> **Exercise goal**:
Pull every line of the data below and reproduce it verbatim, omitting the pictures.

> **Extracted records**:
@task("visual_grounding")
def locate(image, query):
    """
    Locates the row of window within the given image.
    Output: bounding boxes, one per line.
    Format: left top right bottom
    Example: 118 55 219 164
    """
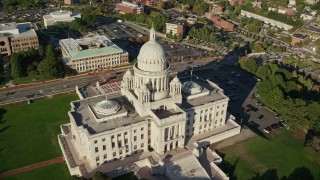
96 143 144 161
11 37 38 42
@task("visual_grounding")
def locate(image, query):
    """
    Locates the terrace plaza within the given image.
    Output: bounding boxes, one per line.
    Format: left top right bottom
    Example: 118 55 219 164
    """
58 28 240 179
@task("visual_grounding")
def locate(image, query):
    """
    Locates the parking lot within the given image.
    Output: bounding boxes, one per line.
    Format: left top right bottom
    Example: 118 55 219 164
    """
180 61 281 132
97 21 208 61
0 9 55 23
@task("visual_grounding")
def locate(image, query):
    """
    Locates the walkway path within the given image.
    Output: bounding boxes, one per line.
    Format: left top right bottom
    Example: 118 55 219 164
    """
0 157 64 179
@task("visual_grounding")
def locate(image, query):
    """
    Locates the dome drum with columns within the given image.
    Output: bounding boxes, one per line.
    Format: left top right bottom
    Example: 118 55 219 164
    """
123 28 181 103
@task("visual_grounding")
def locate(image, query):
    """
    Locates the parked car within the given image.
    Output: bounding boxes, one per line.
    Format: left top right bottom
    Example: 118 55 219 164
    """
278 121 284 128
279 120 287 126
271 123 280 130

> **Finished task**:
@task("visual_grounding")
def locate(image, query):
    """
    Locates the row of window within the given image.
    Output: bounding boxes, one per line.
    Format: left top right bottom
    Example: 118 55 219 164
    """
96 143 144 161
11 37 38 42
@task("visual_grounding")
def locate(image, query):
    """
    Locates the terrace plaza within the given image.
    Output: bounding boxes, one per line.
    Format: left top right bottom
    Example: 118 55 219 164
    """
58 28 240 179
@task("visual_grounding")
def locate(image, query):
    """
    Locates the parking lot within the given image.
    Output: bounding boxes, one per line.
    Format: left top right bottom
    Example: 118 55 219 164
    """
180 61 281 132
97 21 208 61
0 9 55 23
@task("visual_grounding")
def locate(image, query):
    """
    Locates the walkway path within the given image.
    Output: bounding boxes, one per line.
    Format: left top right bottom
    Example: 118 55 219 164
    """
0 157 64 179
@task("visual_grounding")
def locate(image, query):
    """
    Locates the dome drum with columns within the given image.
    Output: bounding boxes, one per line.
    Format: left top right bottom
    Example: 118 55 219 164
    """
123 28 181 103
@task("visual_grounding")
def locate(image, query):
    """
    Locates the parked car within the given image.
    Output: bounding boxes, one per line.
    Format: left top right bottom
    Example: 118 55 219 164
    """
278 121 284 128
279 120 287 126
271 123 280 130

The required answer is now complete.